Instruction: Can you copy out everything from the very start of the listing down to and including the line that contains "pixel 381 217", character for character with nothing else?
+ + + + + + +
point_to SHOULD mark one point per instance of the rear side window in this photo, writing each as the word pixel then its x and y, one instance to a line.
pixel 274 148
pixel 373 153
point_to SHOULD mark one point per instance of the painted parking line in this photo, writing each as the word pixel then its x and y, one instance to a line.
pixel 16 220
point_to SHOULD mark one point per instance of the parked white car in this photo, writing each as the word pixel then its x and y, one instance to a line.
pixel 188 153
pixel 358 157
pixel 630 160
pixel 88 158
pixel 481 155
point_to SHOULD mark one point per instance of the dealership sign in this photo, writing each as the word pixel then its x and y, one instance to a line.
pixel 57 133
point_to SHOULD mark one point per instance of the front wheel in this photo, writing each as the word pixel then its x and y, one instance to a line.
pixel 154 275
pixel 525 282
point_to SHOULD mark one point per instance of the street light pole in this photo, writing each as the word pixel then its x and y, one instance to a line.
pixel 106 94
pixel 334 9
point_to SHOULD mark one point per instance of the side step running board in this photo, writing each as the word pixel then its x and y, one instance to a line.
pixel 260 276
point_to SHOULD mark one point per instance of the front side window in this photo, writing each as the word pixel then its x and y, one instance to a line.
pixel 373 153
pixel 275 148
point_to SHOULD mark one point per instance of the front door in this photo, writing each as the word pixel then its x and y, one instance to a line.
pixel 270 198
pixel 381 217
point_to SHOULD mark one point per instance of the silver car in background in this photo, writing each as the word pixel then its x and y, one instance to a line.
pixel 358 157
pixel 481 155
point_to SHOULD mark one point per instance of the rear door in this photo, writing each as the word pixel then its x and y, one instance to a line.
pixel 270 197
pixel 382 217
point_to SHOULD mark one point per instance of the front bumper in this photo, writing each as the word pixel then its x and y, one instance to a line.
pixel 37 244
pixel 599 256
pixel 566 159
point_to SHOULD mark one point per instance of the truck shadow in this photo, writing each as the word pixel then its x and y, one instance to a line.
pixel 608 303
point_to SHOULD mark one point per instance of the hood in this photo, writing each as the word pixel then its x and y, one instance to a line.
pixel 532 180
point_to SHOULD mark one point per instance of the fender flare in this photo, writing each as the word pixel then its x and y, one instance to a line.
+ + + + + + +
Finished task:
point_to SHOULD mark one point per instance of the rear side window in this photo, writing each as the word pixel then its x and y, one instance to a line.
pixel 274 148
pixel 373 153
point_to SHOULD mark one point per instance of the painted parking line in this photo, writing each as the word pixel then its x and y, one instance to a line.
pixel 16 220
point_to SHOULD mark one point per instance of the parked white car in this photo, writing each as the word pixel then its x and y, one instance to a line.
pixel 188 153
pixel 358 157
pixel 630 160
pixel 88 158
pixel 481 155
point_to SHOULD mark one point per instance of the dealership sign in this photo, writing each as the word pixel then its x and y, one instance to a line.
pixel 57 133
point_to SHOULD mark one point per instance of the front wheel in this photo, writing each as the word pixel then its x and y, one instance to a line.
pixel 154 275
pixel 525 282
point_to SHOULD mark one point per instance of the street light pole in this photo, writing each as the word pixel then its x and y, one instance to a line.
pixel 106 94
pixel 334 9
point_to SHOULD mark one point per instance of the side step running board in this photo, writing each as the word pixel then its x and y, one instance to a line.
pixel 260 276
point_to SHOULD mark one point per instance of the front side window in this photo, writing each as the word pixel then its x and y, one instance to a line.
pixel 373 153
pixel 275 148
point_to SHOULD mark one point per instance of the front door in this photo, writing each as the word pixel then its x and y, one instance to a line.
pixel 270 198
pixel 381 217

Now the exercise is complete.